EXCERPT:
ABC radio host James Valentine responds to chess story ‘outrage’

Nick Tabakoff
Musician, radio and TV personality James Valentine.
Musician, radio and TV personality James Valentine.

It’s a rare occasion that chess splashes the pages of an Australian newspaper. But ABC Radio Sydney’s afternoon presenter James Valentine unwittingly helped to put the game (or is it a sport?) squarely on the front page of The Daily Telegraph and a dominant subject on the city’s talkback radio last week.

It was all because of a Twitter rant by former Australian representative chess player John Adams after he was contacted on Tuesday for an interview by Valentine’s producers.

Shortly after the request but before any interview went to air, Adams didn’t hold back. He tweeted that the ABC had “taken the view that chess is RACIST given that white always go first! They are seeking comment from a chess official as to whether the rules of chess have to be altered! Trust the taxpayer-funded national broadcaster to apply ideological Marxist frameworks to anything & everything in Australia!”

INSTRUCTIONS TO FOLLOW:
For each statement, answer yes or no on whether the excerpt about James Valentine and chess supports it, and quote the words of the excerpt that decide it.
1. John Adams was contacted on Tuesday by Valentine's producers.
2. Adams posted his tweet after his interview had gone to air.
3. Valentine presents the morning program on ABC Radio Sydney.
The listing that follows has nothing to do with the excerpt above.

MATERIAL SHOWN:
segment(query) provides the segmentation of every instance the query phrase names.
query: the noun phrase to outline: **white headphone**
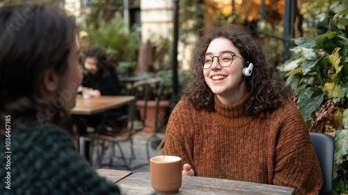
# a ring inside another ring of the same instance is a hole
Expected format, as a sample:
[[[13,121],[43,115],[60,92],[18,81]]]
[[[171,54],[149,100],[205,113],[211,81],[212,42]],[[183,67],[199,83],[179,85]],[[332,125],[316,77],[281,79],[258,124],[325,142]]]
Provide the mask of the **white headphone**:
[[[244,68],[243,68],[243,70],[242,70],[242,74],[243,75],[243,76],[250,77],[251,76],[251,72],[253,72],[254,65],[252,63],[248,63],[248,61],[247,61],[246,63],[248,63],[248,67],[245,67]]]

RESULT OF THIS TASK:
1. Yes: "after he was contacted on Tuesday for an interview by Valentine’s producers"
2. No: "Shortly after the request but before any interview went to air"
3. No: "ABC Radio Sydney’s afternoon presenter James Valentine"